• **Exercise**: Copy each of the entries below word for word, with no changes.

• **Stored rows**:
-- begin --
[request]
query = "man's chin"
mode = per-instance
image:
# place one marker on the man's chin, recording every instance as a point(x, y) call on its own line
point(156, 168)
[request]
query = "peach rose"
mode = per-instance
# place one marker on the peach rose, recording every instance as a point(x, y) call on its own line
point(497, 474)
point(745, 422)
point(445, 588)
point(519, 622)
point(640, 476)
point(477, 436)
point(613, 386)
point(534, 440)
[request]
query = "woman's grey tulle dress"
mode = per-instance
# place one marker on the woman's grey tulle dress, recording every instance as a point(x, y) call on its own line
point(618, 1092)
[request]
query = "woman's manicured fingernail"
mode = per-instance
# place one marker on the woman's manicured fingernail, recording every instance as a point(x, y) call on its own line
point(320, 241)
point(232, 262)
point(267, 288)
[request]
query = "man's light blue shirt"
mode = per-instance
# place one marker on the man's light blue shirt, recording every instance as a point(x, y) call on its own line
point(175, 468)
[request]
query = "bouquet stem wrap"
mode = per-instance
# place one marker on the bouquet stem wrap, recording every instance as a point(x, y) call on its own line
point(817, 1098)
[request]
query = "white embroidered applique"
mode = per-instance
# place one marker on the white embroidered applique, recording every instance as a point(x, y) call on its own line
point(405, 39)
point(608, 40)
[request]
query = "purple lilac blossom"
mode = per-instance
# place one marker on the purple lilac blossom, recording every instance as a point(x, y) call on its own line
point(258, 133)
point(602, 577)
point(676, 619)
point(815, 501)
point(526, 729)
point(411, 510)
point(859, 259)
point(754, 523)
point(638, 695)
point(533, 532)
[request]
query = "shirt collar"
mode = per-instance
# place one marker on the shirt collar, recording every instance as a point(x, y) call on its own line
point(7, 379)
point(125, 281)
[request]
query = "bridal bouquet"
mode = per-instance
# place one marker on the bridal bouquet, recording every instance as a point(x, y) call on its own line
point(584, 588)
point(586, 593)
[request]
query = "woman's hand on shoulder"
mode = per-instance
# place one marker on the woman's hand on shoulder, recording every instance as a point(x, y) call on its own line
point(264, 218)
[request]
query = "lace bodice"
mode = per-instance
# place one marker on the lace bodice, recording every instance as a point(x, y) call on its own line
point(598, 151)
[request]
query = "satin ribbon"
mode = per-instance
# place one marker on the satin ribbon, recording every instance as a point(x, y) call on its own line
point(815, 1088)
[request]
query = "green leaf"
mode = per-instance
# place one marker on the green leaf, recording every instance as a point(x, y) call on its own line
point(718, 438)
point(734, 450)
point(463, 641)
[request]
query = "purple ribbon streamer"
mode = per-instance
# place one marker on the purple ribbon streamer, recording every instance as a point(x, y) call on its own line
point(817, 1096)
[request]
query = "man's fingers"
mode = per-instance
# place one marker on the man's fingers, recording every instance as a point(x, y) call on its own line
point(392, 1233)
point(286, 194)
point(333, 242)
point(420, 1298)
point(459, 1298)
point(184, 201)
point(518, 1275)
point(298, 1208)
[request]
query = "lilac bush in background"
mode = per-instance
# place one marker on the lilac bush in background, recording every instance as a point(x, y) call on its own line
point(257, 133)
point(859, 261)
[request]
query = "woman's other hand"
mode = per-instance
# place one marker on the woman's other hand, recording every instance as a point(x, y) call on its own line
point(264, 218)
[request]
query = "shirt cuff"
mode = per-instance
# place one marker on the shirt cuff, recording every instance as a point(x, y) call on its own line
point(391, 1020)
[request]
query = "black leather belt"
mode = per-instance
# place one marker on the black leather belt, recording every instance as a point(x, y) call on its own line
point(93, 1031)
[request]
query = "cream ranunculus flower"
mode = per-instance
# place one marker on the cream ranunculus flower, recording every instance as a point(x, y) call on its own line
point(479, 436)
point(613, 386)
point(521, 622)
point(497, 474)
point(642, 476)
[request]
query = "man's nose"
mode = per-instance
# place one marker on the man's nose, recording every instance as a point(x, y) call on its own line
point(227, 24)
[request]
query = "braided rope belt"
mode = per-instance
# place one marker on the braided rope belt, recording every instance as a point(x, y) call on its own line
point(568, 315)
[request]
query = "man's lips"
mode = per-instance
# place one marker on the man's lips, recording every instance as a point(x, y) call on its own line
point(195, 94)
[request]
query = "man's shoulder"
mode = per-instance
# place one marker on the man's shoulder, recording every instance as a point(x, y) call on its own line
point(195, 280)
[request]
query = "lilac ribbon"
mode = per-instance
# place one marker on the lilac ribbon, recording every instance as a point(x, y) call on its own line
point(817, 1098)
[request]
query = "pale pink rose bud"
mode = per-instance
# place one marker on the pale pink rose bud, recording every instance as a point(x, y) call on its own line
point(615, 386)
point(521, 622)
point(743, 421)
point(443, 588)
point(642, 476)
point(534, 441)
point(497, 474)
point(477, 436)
-- end --
• **Response**:
[request]
query = "man's chin"
mode = per-instance
image:
# place one marker on the man's chin, recording every instance as a point(x, y) call on its own line
point(156, 168)
[request]
query = "peach rose"
mode = per-instance
# place one marker on the peach rose, recording every instance as a point(x, y) call on its own line
point(497, 474)
point(745, 422)
point(445, 588)
point(519, 622)
point(640, 476)
point(477, 436)
point(613, 386)
point(534, 440)
[request]
query = "woman's grey tulle dress"
mode = per-instance
# place one marker on the woman's grey tulle dress, recording every instance as a point(x, y) call on its own line
point(618, 1092)
[request]
query = "woman's manicured fingernail"
mode = per-instance
# place one marker on the woman's manicured fingernail, recording every instance as a point(x, y) call on its own line
point(320, 241)
point(232, 262)
point(267, 288)
[request]
query = "man's light blue shirt"
mode = per-instance
# place one marker on the man's light blue shirt, recording every instance as a point(x, y) call on its own line
point(175, 468)
[request]
query = "bouquet stem wrap"
mode = per-instance
# place one marker on the bouquet stem wrap, recording every instance as a point(x, y) call on its own line
point(817, 1098)
[request]
query = "white embroidered applique"
mode = per-instance
# place one marker on the white embroidered applique, recording every instance as a point(x, y) call on its own line
point(405, 39)
point(608, 40)
[request]
query = "purple lilac blossom"
mode = per-instance
# place one marker on the purple lilac blossom, recording every instance as a point(x, y) call on its own line
point(258, 133)
point(602, 577)
point(676, 619)
point(815, 501)
point(526, 729)
point(411, 510)
point(859, 259)
point(754, 523)
point(638, 695)
point(533, 532)
[request]
query = "shirt collar"
mode = per-instance
# place one marker on the shirt collar, recording every instance as a point(x, y) call on its own line
point(7, 379)
point(125, 281)
[request]
query = "bridal bouquet"
mode = per-instance
# place one marker on the bridal bouquet, recording every instance as a point(x, y) call on its own line
point(584, 588)
point(586, 593)
[request]
query = "woman's hand on shoulder"
mode = per-instance
# place one marker on the woman's hand on shoulder, recording every instance as a point(x, y) call on its own line
point(264, 218)
[request]
query = "lace bodice"
mode = per-instance
# place one marker on the lace bodice, recording every instance as a point(x, y) call on its own line
point(598, 151)
[request]
query = "satin ribbon"
mode = per-instance
# place one marker on the satin ribbon, recording every instance as a point(x, y) call on its own line
point(815, 1088)
[request]
query = "green leaf"
mode = per-instance
# place one marker on the green leaf, recording every instance as a point(x, y) call on its own line
point(718, 438)
point(734, 450)
point(463, 641)
[request]
query = "purple ribbon streamer"
mode = per-instance
# place one marker on the purple ribbon streamer, recording every instance as a point(x, y) call on its own line
point(817, 1096)
[request]
query = "man's fingers"
mode = per-instance
# place one marker on the man's fingers, recording every instance as a point(x, y) call on its own line
point(392, 1233)
point(286, 194)
point(333, 242)
point(420, 1298)
point(459, 1298)
point(184, 201)
point(518, 1275)
point(298, 1208)
[request]
query = "lilac bush in background"
mode = per-instance
# place one marker on the lilac bush in background, recording every instance as a point(x, y) call on its own line
point(257, 133)
point(859, 261)
[request]
query = "woman's other hand"
mode = per-instance
# place one marker on the woman's other hand, recording every instance as a point(x, y) call on its own line
point(264, 218)
[request]
query = "shirt cuff"
mode = per-instance
# place one marker on the shirt cuff, recording every instance as a point(x, y) call on its own line
point(391, 1020)
[request]
query = "black leather belt"
mode = per-instance
# place one marker on the black leather belt, recording every instance as a point(x, y) call on its own line
point(93, 1031)
[request]
query = "cream ranunculus flower"
mode = per-instance
# place one marker on the cream ranunculus flower, recording every instance as a point(x, y) call on its own line
point(479, 436)
point(613, 386)
point(521, 622)
point(497, 474)
point(642, 476)
[request]
query = "man's nose"
mode = per-instance
# place one marker on the man's nose, recording every instance as a point(x, y) call on its own line
point(227, 24)
[request]
query = "braided rope belt"
mode = per-instance
# place one marker on the braided rope belt, recording every instance as a point(x, y) call on its own line
point(568, 315)
[request]
query = "man's lips"
mode = per-instance
# place one marker on the man's lips, recording every instance as a point(x, y) call on its own line
point(195, 94)
[request]
query = "man's shoulder"
mode = per-instance
# place one marker on the man's shoulder, recording every instance as a point(x, y) call on its own line
point(195, 280)
[request]
query = "lilac ribbon"
mode = per-instance
# place one marker on the lilac ribbon, recording every instance as a point(x, y) call on its own line
point(817, 1098)
[request]
query = "pale pink rose bud"
mode = per-instance
# place one marker on the pale pink rose bud, recording every instance as a point(x, y) call on its own line
point(615, 386)
point(521, 622)
point(743, 421)
point(443, 588)
point(642, 476)
point(534, 441)
point(497, 474)
point(477, 436)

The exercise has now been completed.